For a total of USD$1200 we got the exclusive boat charter, transfers from our villa, all our gear hire (we’d also bought some of our own stuff), lunch and refreshments, two boat people and three dive guides. Brilliant!

The marina area was chaotic with heaps of tourists jostling to get on to boats. However it was luxury for us to be able to just step on board a boat which was already fully stocked with all the tanks and our gear and everything else without having to do anything at all!

We headed out to Nusa Penida – a group of islands located between Bali and Lombok, about a 30 minute boat ride through some very turbulent current.

Our first dive site was Manta Point, and it was absolutely PACKED with boats! We dropped in and had a bit of a swim on the surface through the choppy water and swimming between boats before slipping under the waves and in to the gloom below.

I’ve always had trouble with equalising my ears and today was no exception, but I was able to forget all about that when I saw a huge turtle and then an enormous manta ray ‘flew’ past. This spot is a popular cleaning station for these incredible creatures. It was truely awe inspiring to get so close. There were LOTS of other divers down there too, but somehow our guide managed to separate us from the rest of the crowds and away to another spot where we stopped and watched more Mantas fly by. Incredible.


The next site was the Coral gardens. I opted to snorkel as it was a much deeper dive site and they were hoping to see some sunfish. I didn’t want to hold everyone else back with my sore ears. Sadly the bad weather from the past few days had destroyed much of the coral that the area is named after.

The final site was a drift dive at SD Point. The fast current carried us along past incredible hard and soft corals, heaps of fish and crystal clear water. It was stunning, and once again I was pleased that I saw hardly any pollution apart from one plastic bag that I was able to pick up.

▸ DATASET SECTION
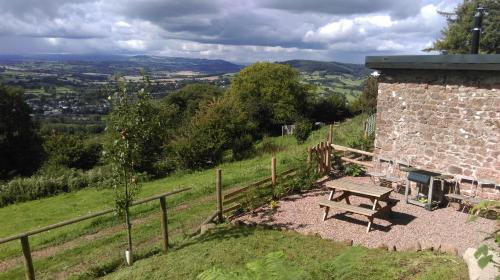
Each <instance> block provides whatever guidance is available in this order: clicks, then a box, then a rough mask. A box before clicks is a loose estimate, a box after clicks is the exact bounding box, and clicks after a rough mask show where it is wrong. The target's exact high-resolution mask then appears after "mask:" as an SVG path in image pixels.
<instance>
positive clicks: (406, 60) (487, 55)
mask: <svg viewBox="0 0 500 280" xmlns="http://www.w3.org/2000/svg"><path fill="white" fill-rule="evenodd" d="M365 66H366V67H368V68H371V69H380V70H382V69H427V70H480V71H500V54H463V55H399V56H367V57H366V58H365Z"/></svg>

▸ ACTIONS TO TAKE
**A.** In the diving trip account, which site was the drift dive?
**B.** Continue the diving trip account from its last sentence.

▸ OUTPUTS FOR THE TASKS
**A.** SD Point.

**B.**
It was a brilliant day. Adventure Scuba Diving Bali are great operators. We felt very safe and well taken care of.

Since coming home, one of my friends recommended requesting an early departure from the wharf to avoid all the boat congestion at Manta point. Not sure how easy that is to do but it could be an option if you are heading that way!

James, Elisa, Vic, Johnny and Craig went for another dive the next day. The USS Liberty – a famous wreck located on the Eastern Side of the island, it involved a three – four hour drive in each direction, but they said it was brilliant and perhaps next time it would be worth doing an overnight trip to break up the long drive.

Nicci, Andrew and I stayed behind for some shopping and massages! You can get really cheap massages all over the place in Bali. We chose a place just up the road from our villa called Poppies. Prices can range from about NZD$15 for an hour right through to more luxurious (and more expensive) day spas.

Getting Around

Apart from getting swindled by the odd money exchanger, the other way to spend more money than you need to is in taxis. The best way is to ask for the meter to be switched on, as the flag fall is about 70c and then 40c per km. That means that you can go a really long way for about NZD$2.50! (I think we paid $25 for one taxi ride where we should have paid $2.50 because it felt like what we would have paid $25 for in New Zealand!) Bluebird taxis are the ones that definitely have a meter. Others will negotiate with you and about 50,000 (or $5) is a common figure. It would probably have been cheaper to do the meter but we started getting a bit of bartering fatigue so it was easier to just agree and get in to some air conditioning.

However the traffic is terrible. It is quicker to walk most of the time!

Some people choose to rent a scooter – if you are brave enough to do that and have a travel insurance policy that allows you to do that then good luck to you…!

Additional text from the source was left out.